WHAT YOU ARE ASKED TO DO: Write only the number of lines in the entries below that contain the word "grass".

Records contained in a dataset:
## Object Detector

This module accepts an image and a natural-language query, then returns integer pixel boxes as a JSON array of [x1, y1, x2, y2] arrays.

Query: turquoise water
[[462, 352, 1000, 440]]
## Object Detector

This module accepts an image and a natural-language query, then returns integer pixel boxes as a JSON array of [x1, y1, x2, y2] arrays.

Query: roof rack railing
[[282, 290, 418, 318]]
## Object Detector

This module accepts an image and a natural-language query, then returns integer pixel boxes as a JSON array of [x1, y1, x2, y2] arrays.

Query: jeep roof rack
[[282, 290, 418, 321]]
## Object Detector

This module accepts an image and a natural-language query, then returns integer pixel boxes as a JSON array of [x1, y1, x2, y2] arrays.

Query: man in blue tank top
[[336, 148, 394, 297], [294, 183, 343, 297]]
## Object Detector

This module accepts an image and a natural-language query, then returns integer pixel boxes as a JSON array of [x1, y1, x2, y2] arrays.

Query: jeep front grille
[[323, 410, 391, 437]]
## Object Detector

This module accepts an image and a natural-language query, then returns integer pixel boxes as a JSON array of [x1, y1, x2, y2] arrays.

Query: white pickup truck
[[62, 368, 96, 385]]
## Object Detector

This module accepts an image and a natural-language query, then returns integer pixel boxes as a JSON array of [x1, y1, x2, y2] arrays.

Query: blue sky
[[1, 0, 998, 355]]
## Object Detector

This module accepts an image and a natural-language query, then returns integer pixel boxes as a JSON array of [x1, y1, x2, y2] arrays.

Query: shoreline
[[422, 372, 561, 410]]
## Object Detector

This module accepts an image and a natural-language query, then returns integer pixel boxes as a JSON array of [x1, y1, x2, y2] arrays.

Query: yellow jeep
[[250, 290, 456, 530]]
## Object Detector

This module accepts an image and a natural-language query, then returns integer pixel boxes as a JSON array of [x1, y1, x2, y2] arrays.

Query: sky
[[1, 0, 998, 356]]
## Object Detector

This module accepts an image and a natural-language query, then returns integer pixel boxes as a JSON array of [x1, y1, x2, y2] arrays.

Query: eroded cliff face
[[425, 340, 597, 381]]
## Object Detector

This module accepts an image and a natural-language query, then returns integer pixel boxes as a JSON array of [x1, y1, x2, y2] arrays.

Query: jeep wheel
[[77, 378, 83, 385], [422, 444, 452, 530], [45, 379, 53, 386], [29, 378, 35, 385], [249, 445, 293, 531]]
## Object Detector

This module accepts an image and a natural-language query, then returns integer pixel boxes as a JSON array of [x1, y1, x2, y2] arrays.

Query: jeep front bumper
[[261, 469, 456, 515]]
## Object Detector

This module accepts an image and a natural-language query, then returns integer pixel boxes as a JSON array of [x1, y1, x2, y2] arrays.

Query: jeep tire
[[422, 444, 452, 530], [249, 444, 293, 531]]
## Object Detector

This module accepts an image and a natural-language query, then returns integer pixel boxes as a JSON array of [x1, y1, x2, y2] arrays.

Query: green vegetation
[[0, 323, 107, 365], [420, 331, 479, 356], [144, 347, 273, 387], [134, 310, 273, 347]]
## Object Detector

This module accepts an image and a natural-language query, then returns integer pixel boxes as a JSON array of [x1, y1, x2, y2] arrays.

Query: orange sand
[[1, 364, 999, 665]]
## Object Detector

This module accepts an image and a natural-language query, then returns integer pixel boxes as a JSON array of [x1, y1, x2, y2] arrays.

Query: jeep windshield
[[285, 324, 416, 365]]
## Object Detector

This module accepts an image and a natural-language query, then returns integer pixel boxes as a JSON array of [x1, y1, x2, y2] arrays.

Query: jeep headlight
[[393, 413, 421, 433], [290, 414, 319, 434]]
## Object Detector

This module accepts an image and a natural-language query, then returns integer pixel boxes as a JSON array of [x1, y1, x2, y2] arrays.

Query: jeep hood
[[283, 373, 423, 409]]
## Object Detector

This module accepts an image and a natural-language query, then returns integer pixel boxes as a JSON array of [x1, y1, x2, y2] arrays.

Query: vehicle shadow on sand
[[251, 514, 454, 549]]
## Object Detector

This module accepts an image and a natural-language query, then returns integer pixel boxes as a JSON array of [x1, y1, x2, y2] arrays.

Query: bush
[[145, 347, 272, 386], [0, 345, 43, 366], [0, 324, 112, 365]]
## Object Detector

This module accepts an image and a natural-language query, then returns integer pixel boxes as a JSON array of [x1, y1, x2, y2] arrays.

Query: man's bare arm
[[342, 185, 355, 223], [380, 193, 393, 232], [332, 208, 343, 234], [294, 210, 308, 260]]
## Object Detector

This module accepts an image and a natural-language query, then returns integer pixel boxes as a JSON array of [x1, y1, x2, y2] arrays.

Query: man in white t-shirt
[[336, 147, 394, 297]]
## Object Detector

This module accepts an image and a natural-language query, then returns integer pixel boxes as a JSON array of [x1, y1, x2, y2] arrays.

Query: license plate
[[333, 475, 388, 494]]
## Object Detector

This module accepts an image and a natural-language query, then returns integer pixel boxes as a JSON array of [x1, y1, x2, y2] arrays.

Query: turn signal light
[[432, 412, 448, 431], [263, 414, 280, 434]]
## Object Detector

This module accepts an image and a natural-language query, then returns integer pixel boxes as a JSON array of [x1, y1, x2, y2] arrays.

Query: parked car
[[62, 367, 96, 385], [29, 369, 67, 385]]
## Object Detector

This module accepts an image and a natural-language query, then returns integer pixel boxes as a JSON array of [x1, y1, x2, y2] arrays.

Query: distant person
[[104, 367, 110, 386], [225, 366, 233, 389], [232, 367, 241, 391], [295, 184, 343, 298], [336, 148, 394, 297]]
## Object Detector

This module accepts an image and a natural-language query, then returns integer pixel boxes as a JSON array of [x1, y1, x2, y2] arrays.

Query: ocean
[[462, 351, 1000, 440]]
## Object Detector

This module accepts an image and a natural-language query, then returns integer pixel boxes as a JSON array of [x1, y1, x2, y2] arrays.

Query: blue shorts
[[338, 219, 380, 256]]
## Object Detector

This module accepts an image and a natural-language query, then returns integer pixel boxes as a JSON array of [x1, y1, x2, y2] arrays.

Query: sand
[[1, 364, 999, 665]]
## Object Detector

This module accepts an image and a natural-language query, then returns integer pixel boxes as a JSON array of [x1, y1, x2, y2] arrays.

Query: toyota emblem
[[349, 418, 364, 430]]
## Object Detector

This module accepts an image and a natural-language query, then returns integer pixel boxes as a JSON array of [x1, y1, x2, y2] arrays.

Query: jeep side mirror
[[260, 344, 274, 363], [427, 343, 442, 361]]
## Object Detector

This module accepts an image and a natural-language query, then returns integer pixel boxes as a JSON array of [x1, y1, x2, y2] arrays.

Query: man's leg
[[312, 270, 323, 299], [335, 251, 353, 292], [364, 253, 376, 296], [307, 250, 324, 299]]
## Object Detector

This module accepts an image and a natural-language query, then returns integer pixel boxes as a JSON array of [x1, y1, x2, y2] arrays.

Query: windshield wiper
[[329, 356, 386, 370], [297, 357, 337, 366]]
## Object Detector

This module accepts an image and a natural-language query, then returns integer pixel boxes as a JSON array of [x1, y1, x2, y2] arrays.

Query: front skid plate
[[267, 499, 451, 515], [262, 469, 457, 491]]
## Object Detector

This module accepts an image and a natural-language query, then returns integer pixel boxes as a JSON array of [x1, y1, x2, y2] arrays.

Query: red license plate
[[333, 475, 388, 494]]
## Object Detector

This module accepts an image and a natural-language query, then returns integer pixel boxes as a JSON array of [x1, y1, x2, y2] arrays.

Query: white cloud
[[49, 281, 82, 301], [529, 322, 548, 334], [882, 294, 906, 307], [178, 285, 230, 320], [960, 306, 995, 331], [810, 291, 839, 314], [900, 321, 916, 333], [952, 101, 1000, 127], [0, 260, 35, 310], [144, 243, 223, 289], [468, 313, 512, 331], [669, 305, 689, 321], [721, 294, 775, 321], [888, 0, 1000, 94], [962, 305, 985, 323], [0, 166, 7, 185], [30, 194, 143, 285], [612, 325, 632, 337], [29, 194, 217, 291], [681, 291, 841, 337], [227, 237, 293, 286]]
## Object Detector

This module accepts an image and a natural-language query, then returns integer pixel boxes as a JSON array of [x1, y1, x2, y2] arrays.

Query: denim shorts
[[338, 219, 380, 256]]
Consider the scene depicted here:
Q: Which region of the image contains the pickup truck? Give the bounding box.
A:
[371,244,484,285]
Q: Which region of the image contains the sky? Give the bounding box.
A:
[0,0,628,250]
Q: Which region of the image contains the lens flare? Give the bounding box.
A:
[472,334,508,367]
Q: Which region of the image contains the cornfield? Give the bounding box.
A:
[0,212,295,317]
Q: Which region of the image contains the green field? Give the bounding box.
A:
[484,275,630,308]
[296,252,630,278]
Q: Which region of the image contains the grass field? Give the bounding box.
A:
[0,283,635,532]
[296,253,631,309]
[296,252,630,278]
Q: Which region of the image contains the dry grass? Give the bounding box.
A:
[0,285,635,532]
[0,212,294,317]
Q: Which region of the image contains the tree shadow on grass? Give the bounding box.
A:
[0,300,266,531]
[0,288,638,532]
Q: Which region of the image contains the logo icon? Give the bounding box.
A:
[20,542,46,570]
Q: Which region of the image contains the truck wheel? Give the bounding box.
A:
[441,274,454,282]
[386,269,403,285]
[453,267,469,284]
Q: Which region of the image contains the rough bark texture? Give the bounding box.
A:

RESULT OF THE TASK: 3